How to complete this task ▸ Give the data again in full. Keep every line the same.

Natural-language object grounding data
*** Block opens ***

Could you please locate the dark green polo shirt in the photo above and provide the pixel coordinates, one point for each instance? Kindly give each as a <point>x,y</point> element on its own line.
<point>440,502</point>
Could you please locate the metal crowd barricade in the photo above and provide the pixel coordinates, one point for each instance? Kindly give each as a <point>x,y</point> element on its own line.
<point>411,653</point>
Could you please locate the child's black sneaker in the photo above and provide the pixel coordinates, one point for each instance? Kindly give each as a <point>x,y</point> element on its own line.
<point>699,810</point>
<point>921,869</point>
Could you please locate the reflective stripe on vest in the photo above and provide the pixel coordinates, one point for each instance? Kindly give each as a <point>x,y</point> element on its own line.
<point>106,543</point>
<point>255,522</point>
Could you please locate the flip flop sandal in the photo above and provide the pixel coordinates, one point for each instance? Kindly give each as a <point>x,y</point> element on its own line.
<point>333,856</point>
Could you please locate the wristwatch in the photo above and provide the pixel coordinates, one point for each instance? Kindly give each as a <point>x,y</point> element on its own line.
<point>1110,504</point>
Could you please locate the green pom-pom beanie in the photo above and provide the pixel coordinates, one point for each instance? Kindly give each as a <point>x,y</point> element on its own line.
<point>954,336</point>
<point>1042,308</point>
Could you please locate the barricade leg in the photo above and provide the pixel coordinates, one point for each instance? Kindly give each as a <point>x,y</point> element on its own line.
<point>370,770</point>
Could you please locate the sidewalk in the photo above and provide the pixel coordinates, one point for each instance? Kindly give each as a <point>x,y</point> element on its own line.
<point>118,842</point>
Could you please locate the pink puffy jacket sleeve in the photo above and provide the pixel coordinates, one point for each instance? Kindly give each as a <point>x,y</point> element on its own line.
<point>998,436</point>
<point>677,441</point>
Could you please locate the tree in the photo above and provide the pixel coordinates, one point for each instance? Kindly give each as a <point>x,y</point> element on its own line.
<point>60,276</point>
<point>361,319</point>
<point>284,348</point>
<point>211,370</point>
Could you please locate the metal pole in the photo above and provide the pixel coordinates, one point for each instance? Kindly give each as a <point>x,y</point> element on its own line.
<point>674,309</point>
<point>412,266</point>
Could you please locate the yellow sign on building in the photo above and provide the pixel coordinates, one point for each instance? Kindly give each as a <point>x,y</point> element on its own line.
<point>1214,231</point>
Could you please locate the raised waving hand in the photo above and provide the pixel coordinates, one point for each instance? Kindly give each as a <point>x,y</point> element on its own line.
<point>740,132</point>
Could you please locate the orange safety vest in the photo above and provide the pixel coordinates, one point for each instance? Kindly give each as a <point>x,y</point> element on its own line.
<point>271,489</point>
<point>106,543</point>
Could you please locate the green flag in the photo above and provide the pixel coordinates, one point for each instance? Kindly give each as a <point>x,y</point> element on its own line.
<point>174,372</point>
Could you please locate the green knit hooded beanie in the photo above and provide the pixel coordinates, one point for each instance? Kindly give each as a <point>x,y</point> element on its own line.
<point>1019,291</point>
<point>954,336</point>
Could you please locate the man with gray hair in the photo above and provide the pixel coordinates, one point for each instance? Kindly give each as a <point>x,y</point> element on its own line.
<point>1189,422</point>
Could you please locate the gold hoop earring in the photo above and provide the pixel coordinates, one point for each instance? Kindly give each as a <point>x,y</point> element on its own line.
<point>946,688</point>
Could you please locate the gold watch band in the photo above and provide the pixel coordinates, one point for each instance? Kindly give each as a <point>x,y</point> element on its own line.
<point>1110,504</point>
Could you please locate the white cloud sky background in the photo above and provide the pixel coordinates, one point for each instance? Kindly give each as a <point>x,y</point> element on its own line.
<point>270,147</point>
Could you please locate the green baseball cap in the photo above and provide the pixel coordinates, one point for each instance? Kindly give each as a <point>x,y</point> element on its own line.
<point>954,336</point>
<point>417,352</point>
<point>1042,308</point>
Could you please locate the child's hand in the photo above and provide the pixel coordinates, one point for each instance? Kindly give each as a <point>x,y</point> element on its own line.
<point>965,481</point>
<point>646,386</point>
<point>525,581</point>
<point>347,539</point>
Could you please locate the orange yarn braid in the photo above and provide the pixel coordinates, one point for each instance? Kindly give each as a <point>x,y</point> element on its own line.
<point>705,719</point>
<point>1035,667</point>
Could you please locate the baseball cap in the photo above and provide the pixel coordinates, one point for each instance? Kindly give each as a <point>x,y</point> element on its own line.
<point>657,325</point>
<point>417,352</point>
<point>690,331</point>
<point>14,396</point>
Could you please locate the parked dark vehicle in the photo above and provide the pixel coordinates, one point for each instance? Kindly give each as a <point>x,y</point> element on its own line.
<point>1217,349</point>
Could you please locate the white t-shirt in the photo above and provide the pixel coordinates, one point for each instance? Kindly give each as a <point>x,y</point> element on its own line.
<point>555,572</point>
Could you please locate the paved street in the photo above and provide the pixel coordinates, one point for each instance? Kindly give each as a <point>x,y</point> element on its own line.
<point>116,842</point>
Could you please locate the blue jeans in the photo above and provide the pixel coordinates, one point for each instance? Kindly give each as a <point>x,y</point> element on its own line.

*** Block closes ***

The completed task ▸
Could you please locate the dark green polo shirt in the photo above and provide the pixel coordinates, one point for each instance? Kindly give each as a <point>x,y</point> element on its own line.
<point>440,502</point>
Could you please locate the metal crowd barricade in the photo above and provide the pixel coordinates, one point for each instance? Kindly give each as a <point>x,y</point> element on its own line.
<point>411,653</point>
Could you please locate the child's black sneaker in the photo above and provide the pixel coordinates, one point for each instance? Kindly give each as a <point>x,y</point> element on its own line.
<point>699,810</point>
<point>921,869</point>
Could you please locate the reflective stripe on vest in the photo above and provide the pixel coordinates, one point for each instance? Kindly give each as a <point>x,y</point> element on its own line.
<point>106,543</point>
<point>255,522</point>
Could you please locate the flip flop sandal in the photo above and provide the pixel coordinates, one point for each instance? Kindly give each as a <point>x,y</point> element on its own line.
<point>333,856</point>
Could you please locate the wristwatch in the photo above and provide the pixel coordinates, one point for each instance? Kindly give each as a <point>x,y</point> element on its own line.
<point>1110,504</point>
Could you please locate the green pom-pom beanie in the photo above and provide the pixel coordinates, one point for each instance? Kindly give each as a <point>x,y</point> element on its own line.
<point>954,336</point>
<point>1042,308</point>
Could you please locate the barricade leg in the photo above and provide the pixel coordinates, one point for each instance? Kindly give each as a <point>x,y</point> element on its own line.
<point>370,770</point>
Could you please locate the sidewalk in the photo above and provide the pixel coordinates, one point for each instance? Kindly give each as a <point>x,y</point> element on its own line.
<point>118,842</point>
Could you please locate the pink puffy jacket sleeve in the photo above and provide the pixel coordinates, one point for each instance? Kindly give each as a <point>x,y</point> element on its own line.
<point>998,436</point>
<point>677,441</point>
Could you please locate the tree in the photo above and provide the pixel coordinates, one point for each instance? Kindly give each as a <point>x,y</point> element on its own line.
<point>60,276</point>
<point>361,319</point>
<point>284,348</point>
<point>211,370</point>
Could you please locate the metal pole in the photo above and provide the pixel coordinates, one point for each instance? Kindly give each as a <point>x,y</point> element on its own line.
<point>674,309</point>
<point>412,266</point>
Could you please locate the yellow sign on building in the photo above and provide the pixel coordinates, one point for each instance? Kindly give each as a <point>x,y</point> element on its own line.
<point>1214,231</point>
Could you please locate the raised waving hand in the photo above and provide the pixel coordinates, one point for each instance? Kindly give each as a <point>x,y</point> element on its own line.
<point>740,132</point>
Could you please locate the orange safety vest in the photo above and provide the pixel coordinates, one point for each instance? Kindly give each as a <point>x,y</point> element on its own line.
<point>271,489</point>
<point>106,543</point>
Could you please locate the green flag in the photo above and provide the pixel coordinates, one point for each instance? Kindly give each as a <point>x,y</point> element on its own line.
<point>174,372</point>
Could you please locate the green knit hooded beanie in the photo above and provide the pixel coordinates, one point for each instance? Kindly give each as a <point>x,y</point> element on its own line.
<point>1019,291</point>
<point>954,336</point>
Could you please locate the man with gray hair in the photo above and provide the pixel coordinates, one point for each instance? Kindly give each as a <point>x,y</point> element on its own line.
<point>1189,422</point>
Could you please locate the gold hoop earring in the photo above and provide the pixel coordinates, one point for each instance? Kindly give each as a <point>x,y</point> element on its own line.
<point>946,688</point>
Could you please locate the gold watch band in the photo above and provide the pixel coordinates, one point for each instance? Kindly give each as a <point>x,y</point> element on its own line.
<point>1110,504</point>
Could you please locate the white cloud sky background in the photo above and provide the pixel coordinates, one point for each instance? Kindly give each as a <point>x,y</point> element on its own line.
<point>270,147</point>
Could you please locate the green baseball cap in the photo above and provide the pixel coordinates, one point for each instance? Kindly give each as a <point>x,y</point> element on its own line.
<point>954,336</point>
<point>417,352</point>
<point>1042,308</point>
Could you please locate the child's hand in the photo above and provide the pixel coordinates, one point for each instance? Kindly give each as a <point>x,y</point> element on its own line.
<point>965,481</point>
<point>646,386</point>
<point>525,581</point>
<point>347,539</point>
Could you please locate the orange yarn braid in the photo above and provide the pixel coordinates, one point for each instance? Kindly give each as a <point>x,y</point> element on its own line.
<point>705,719</point>
<point>1035,667</point>
Could you please locate the baseball cap in the photo above and provide the pixel coordinates, one point for each instance? Kindly give each as a <point>x,y</point> element on its own line.
<point>657,325</point>
<point>417,352</point>
<point>690,331</point>
<point>14,396</point>
Could you please locate the parked dark vehicle in the photo above and provide the pixel coordinates, one point for each instance? Kindly give each as a <point>x,y</point> element on its own line.
<point>1217,349</point>
Could you please locate the white t-shirt in the photo above and provide the pixel coordinates, one point for each instance? Kindly give each as a <point>x,y</point> element on its own line.
<point>555,572</point>
Could you please locate the paved street in the photo above and provide the pixel coordinates, one point for each instance? Kindly give each as a <point>x,y</point> element on its own line.
<point>116,842</point>
Could you please locate the blue jeans in the photo above and provide the pixel coordinates, one point for each instance? Kindly give each as a <point>x,y</point> element on its own line.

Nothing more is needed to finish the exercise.